• OBJECTIVE: Count how many lines in the entries below contain the word "segment" and reply with that number alone.

• RECORDS SHOWN:
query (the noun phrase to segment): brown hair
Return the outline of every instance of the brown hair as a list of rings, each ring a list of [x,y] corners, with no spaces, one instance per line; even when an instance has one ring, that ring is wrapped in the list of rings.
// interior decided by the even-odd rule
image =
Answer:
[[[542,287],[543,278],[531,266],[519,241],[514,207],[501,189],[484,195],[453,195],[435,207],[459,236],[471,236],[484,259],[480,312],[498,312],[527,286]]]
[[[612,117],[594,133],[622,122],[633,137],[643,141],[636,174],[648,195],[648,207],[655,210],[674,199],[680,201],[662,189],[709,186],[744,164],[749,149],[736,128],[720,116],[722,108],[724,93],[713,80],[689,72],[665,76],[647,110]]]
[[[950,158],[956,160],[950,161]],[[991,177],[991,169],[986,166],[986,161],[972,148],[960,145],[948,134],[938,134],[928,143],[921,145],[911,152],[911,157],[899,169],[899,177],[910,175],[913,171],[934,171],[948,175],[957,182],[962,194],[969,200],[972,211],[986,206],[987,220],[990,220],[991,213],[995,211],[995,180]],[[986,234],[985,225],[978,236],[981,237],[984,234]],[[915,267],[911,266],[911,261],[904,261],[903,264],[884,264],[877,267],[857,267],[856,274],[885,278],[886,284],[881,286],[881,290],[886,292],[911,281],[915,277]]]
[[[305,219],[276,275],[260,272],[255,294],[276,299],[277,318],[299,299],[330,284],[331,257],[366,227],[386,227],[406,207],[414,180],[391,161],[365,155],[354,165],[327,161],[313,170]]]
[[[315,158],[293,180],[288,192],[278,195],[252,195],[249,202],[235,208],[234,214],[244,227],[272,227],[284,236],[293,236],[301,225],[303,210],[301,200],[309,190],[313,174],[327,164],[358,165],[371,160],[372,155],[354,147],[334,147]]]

...

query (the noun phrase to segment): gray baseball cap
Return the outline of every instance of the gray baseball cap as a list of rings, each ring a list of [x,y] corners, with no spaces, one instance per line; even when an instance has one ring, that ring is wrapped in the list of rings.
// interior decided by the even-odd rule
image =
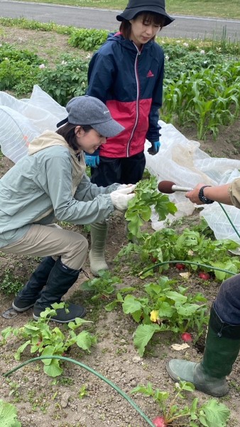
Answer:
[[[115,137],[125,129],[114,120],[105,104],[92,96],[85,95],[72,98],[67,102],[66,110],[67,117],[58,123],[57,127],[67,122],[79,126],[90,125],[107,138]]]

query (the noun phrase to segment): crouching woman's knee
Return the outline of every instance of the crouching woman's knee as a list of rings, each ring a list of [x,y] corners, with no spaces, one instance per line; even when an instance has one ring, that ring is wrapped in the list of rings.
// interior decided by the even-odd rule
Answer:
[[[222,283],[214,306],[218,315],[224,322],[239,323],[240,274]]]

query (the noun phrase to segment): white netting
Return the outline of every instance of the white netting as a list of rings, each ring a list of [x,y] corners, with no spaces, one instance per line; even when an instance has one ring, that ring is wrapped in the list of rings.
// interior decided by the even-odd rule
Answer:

• SOLUTION: 4